WRITTEN TASK. Copy out each line in the material below that contains the word "lamp".

DATA TO USE.
>> BEGIN
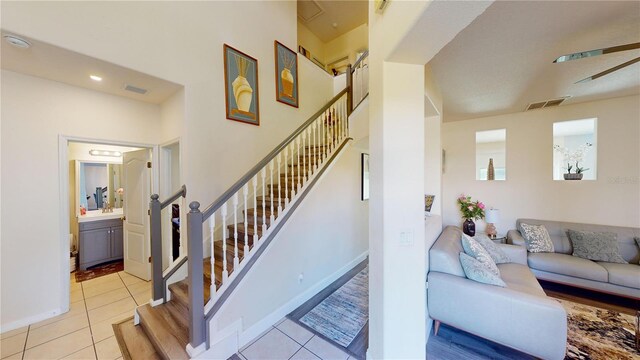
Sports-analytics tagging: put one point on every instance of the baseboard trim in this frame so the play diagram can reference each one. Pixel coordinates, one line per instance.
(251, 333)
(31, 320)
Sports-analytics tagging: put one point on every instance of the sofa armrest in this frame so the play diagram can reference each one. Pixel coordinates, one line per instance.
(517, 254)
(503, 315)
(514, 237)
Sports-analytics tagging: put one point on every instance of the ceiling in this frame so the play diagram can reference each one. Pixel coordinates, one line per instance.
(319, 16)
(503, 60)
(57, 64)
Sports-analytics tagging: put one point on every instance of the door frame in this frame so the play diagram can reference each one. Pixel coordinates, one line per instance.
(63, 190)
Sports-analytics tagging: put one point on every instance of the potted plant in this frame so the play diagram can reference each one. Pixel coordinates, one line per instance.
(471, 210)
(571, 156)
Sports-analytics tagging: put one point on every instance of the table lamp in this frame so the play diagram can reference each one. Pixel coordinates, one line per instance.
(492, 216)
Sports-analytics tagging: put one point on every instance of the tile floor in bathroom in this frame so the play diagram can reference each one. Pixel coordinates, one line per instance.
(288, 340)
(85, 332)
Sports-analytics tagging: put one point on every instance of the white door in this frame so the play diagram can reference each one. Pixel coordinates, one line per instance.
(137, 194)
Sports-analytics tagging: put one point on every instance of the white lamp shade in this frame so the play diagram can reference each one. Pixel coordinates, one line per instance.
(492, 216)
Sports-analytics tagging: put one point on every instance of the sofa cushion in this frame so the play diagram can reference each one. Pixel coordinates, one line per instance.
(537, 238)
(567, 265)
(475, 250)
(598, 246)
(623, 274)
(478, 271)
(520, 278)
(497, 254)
>> END
>> BEGIN
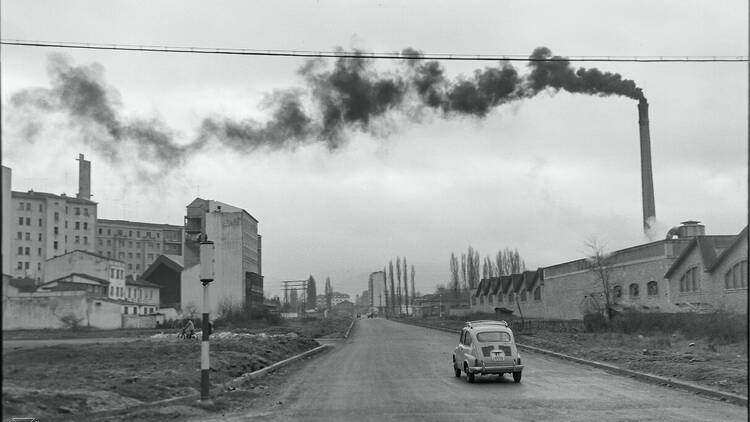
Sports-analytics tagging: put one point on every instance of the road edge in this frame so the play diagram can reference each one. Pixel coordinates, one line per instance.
>> END
>> BEGIN
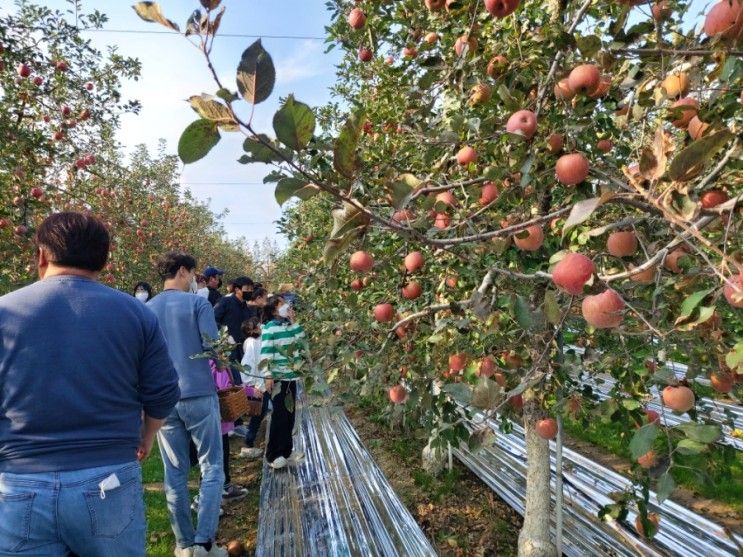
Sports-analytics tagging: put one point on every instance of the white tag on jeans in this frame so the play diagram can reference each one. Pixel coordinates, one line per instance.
>> END
OUTPUT FOR THIS TASK.
Sports-analytics tagging: put one point on every instance of the table lamp in this frame so the play diagram can reference each one. Pixel coordinates, one line per instance.
Sports-analytics tagging: put one point on every instance of the white lamp shade in this frame so the play diagram can reference each one. Pixel coordinates, one line per instance.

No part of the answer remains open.